Action item: Copy out the line that contains "form (202, 462)?" and the lines after it through the final one in the entries below, exactly, with no other lines.

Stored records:
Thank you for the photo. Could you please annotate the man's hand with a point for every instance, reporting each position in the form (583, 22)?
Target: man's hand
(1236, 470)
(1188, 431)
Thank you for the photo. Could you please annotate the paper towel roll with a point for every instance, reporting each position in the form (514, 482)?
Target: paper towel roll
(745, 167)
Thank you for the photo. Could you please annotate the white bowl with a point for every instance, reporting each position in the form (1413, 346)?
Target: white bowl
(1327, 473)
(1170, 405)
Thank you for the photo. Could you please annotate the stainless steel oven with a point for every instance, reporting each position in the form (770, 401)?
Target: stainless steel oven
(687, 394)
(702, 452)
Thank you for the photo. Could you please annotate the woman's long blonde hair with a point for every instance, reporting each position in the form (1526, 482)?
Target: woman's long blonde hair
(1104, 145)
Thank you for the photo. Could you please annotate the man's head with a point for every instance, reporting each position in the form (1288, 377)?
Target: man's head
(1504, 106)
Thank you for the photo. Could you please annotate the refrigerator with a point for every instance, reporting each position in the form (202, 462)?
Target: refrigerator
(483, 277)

Reply:
Thank you for the photo. Could you please annotate the refrigerator with a point for every instance, reporting each position in the form (202, 462)?
Target: refrigerator
(483, 277)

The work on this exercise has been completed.